- [SOURCE RECORDS]:
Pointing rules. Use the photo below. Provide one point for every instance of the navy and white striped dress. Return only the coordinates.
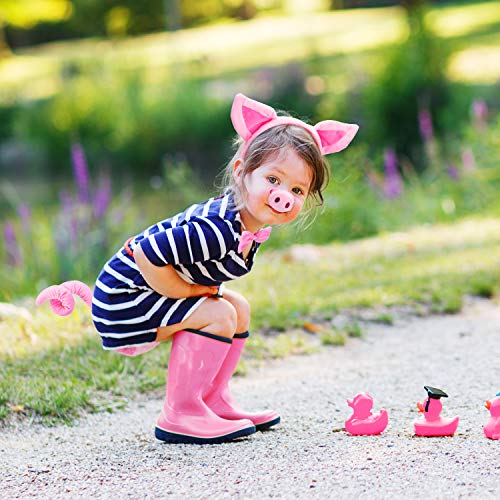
(201, 244)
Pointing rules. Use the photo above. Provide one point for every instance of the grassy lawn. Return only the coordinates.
(54, 368)
(214, 50)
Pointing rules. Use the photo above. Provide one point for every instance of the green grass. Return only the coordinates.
(213, 50)
(54, 369)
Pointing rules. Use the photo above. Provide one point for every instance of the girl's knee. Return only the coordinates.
(224, 320)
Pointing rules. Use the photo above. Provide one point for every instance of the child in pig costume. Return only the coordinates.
(165, 283)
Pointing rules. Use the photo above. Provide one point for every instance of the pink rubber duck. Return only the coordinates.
(362, 422)
(492, 427)
(432, 424)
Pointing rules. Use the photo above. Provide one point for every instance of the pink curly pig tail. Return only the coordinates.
(61, 296)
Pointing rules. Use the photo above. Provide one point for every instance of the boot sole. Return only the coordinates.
(172, 437)
(266, 425)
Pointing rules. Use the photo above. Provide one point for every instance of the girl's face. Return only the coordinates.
(286, 172)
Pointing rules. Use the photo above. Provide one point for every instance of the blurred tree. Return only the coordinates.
(413, 82)
(28, 13)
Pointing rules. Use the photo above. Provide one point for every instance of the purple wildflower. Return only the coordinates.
(468, 160)
(102, 197)
(81, 172)
(14, 257)
(425, 122)
(393, 186)
(453, 172)
(480, 113)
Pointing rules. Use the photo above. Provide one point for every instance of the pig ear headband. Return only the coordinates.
(250, 118)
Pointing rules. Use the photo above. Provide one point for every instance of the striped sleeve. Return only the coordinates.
(198, 240)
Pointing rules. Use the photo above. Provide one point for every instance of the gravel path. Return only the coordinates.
(116, 456)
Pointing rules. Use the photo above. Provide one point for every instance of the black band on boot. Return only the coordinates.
(210, 335)
(243, 335)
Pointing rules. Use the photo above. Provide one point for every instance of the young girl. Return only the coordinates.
(165, 283)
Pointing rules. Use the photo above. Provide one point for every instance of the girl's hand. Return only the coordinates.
(200, 290)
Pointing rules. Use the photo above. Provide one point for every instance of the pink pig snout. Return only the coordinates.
(280, 200)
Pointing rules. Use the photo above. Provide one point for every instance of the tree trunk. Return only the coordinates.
(5, 50)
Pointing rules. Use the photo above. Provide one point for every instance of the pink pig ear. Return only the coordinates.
(248, 115)
(61, 300)
(80, 289)
(335, 136)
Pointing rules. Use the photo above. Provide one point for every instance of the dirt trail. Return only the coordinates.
(117, 456)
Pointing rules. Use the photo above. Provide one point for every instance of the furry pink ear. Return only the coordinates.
(81, 289)
(335, 136)
(248, 115)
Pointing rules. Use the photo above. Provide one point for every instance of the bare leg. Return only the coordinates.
(217, 316)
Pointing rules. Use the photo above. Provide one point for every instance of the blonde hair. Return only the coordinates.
(270, 145)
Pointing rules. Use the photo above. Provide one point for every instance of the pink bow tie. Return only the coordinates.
(247, 237)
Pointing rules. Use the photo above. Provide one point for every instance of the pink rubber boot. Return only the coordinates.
(220, 399)
(195, 359)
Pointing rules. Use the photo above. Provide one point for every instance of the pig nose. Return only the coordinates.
(280, 200)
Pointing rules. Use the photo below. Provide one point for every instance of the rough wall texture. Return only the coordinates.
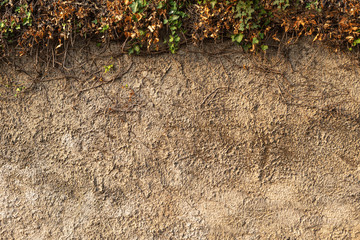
(198, 145)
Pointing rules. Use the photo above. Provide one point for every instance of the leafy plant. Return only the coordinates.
(108, 67)
(174, 22)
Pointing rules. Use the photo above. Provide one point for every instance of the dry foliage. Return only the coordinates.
(26, 24)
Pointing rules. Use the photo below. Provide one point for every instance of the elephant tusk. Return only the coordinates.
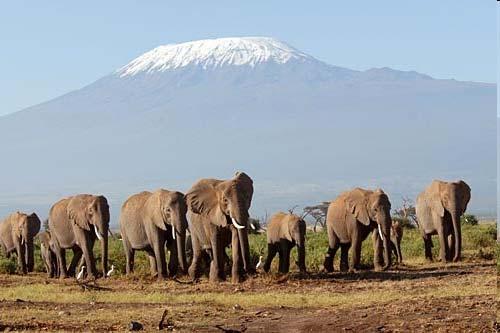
(236, 225)
(97, 233)
(380, 232)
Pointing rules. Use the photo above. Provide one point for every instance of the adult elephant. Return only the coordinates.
(17, 233)
(218, 211)
(147, 221)
(75, 222)
(396, 237)
(350, 218)
(284, 231)
(48, 254)
(439, 208)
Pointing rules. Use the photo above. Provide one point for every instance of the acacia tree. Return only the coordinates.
(406, 214)
(318, 213)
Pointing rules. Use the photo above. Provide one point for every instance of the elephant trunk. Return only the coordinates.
(30, 255)
(301, 248)
(458, 235)
(387, 251)
(104, 252)
(181, 245)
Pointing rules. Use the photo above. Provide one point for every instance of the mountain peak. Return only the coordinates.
(213, 53)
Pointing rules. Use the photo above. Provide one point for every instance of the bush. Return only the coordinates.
(8, 266)
(404, 222)
(468, 219)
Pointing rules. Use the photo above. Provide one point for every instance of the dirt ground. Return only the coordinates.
(421, 298)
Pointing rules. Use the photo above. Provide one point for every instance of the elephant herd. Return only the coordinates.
(218, 211)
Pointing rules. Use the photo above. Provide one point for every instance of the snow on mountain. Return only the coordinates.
(303, 129)
(214, 53)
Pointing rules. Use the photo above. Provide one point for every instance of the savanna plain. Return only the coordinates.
(416, 296)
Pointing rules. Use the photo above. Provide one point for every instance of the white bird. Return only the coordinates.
(108, 274)
(80, 274)
(259, 263)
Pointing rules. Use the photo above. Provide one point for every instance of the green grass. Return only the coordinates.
(479, 242)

- [EXERCISE DESCRIPTION]:
Copy out every one of the records above word for word, from the first line to the last. Leave the pictures out of your copy.

- [PROBLEM SOLUTION]:
Pointing rules. Use the photo below. Provide one point for every instance of the navy and white striped dress. Return only the coordinates.
(201, 244)
Pointing rules. Use the photo above. Provide one point for every instance of the grassy lawn. Return only the coordinates.
(54, 368)
(214, 50)
Pointing rules. Use the photo above. Provide one point for every instance of the green grass. Return only the coordinates.
(213, 50)
(54, 369)
Pointing rules. Use the photo above. Provide one point for every instance of the girl's knee. Return only the coordinates.
(224, 320)
Pointing rules. Use the photo above. Provide one point for every instance of the child in pig costume. Return only the coordinates.
(165, 283)
Pointing rules. Use the photo above. Provide one point for every instance of the pink rubber duck. Return only the coordinates.
(362, 422)
(492, 427)
(432, 424)
Pointing rules. Use the photo above. Provide one point for every instance of the pink curly pig tail. Return only the coordinates.
(61, 296)
Pointing rules. Use the photo above. Provide one point for every instance of the boot sole. Return only the coordinates.
(172, 437)
(266, 425)
Pointing rules. Use the photo above. Provide one point for every instance of the girl's face. Return only the coordinates.
(286, 172)
Pointing rules. Use the photo above. Provide one point for every instance of the blurred tree. Return only the coordinates.
(413, 82)
(28, 13)
Pointing rules. Use the photo above. Provide one point for every instance of the purple wildflower. Return only the coordinates.
(468, 160)
(102, 197)
(81, 172)
(14, 257)
(425, 122)
(393, 186)
(453, 172)
(480, 113)
Pointing rules. Use the photo above. Provide one point for every instance of the pig ear headband. Return only the coordinates.
(250, 118)
Pointing rules. Use the photo above. Provide one point for every instance of the striped sleeve. Return only the coordinates.
(198, 240)
Pointing rules. Use the photo above. Provide one point for every instance of the gravel path. Return only the coordinates.
(116, 456)
Pointing rules. Use the photo above. Provide one point for every instance of the black band on boot. Return only the coordinates.
(210, 335)
(243, 335)
Pointing rules. Use the photo above. Provide one point for every instance of the young girl. Return only the coordinates.
(165, 283)
Pointing rules. Use the photo above. Provide one point for every instance of the girl's hand. Return only the coordinates.
(200, 290)
Pointing rules. Use the photo above. Provide one point for every instance of the pink pig snout. Return only the coordinates.
(280, 200)
Pointing rules. Use the photo above. Provide one point for every instance of the tree trunk. Return only the coordinates.
(5, 50)
Pointing rules. Use the photo above. Provide one point for every instance of the pink pig ear. Return only the coordinates.
(248, 115)
(61, 300)
(80, 289)
(335, 136)
Pointing rules. Use the photo above. Provide one point for every instance of the dirt trail. Return only the coordinates.
(117, 456)
Pointing rules. Use the photo above. Provide one point for every instance of the furry pink ear. Return only the coordinates.
(81, 289)
(335, 136)
(248, 115)
Pointing rules. Use the photo above. Provide one point for every instance of the bare leg. Return only the coordinates.
(217, 316)
Pointing rules. Use the photo above. Provide one point for every instance of the blonde hair. Return only the coordinates.
(270, 145)
Pointing rules. Use the photo above. Provide one point for every instance of the pink bow tie. Return only the coordinates.
(247, 237)
Pointing rules. Use the photo above. Provide one point for every instance of the pink rubber boot. Return only the coordinates.
(220, 399)
(195, 359)
Pointing rules. Use the photo above. Provide one point for every instance of the pig nose. Return only the coordinates.
(280, 200)
Pointing rules. Use the photo below. Provide one point for every instance of the rough wall texture. Return only the coordinates.
(198, 145)
Pointing rules. Use the photo above. Provide one point for every instance of the leafy plant. Return only the coordinates.
(108, 67)
(174, 22)
Pointing rules. Use the photo above. Provide one point for every instance of the dry foliage. Return only the coordinates.
(26, 24)
Pointing rules. Use the photo below. Provide one point for every instance of the elephant tusk. Return only the coordinates.
(236, 225)
(97, 233)
(380, 232)
Pointing rules. Use the photo above. Provide one point for every instance of the adult elephant. Return only the coordinates.
(17, 233)
(218, 211)
(147, 221)
(75, 222)
(396, 237)
(350, 218)
(284, 231)
(48, 254)
(439, 208)
Pointing rules. Use the photo above. Provide one point for every instance of the acacia tree. Return only the coordinates.
(406, 214)
(318, 213)
Pointing rules. Use the photo above. Provide one point for every instance of the elephant trunk. Return only the coordinates.
(30, 255)
(301, 248)
(458, 235)
(387, 251)
(104, 252)
(181, 245)
Pointing rules. Use the photo above. Provide one point for every instance of the mountain peak. Return only the coordinates.
(213, 53)
Pointing rules. Use the photo above. Provide one point for every instance of the bush. Return only the coordinates.
(8, 266)
(404, 222)
(468, 219)
Pointing rules. Use the photo above. Provide one point for every instance of the dirt ground. Return only the coordinates.
(421, 298)
Pointing rules. Use the photo above. Provide one point for every instance of the elephant herd. Return only the coordinates.
(218, 211)
Pointing rules. Use the photo above. Provide one point for every instance of the snow on mountain. Return only the coordinates.
(303, 129)
(214, 53)
Pointing rules. Use the photo above. Provide one point for every instance of the savanna plain. Return only the coordinates.
(416, 296)
Pointing rules. Use the photo above. Provide one point for every instance of the white bird. Return only the coordinates.
(108, 274)
(80, 274)
(259, 263)
Pointing rules. Use the photo above. Provide one point for every instance of the green grass. Return only the coordinates.
(479, 242)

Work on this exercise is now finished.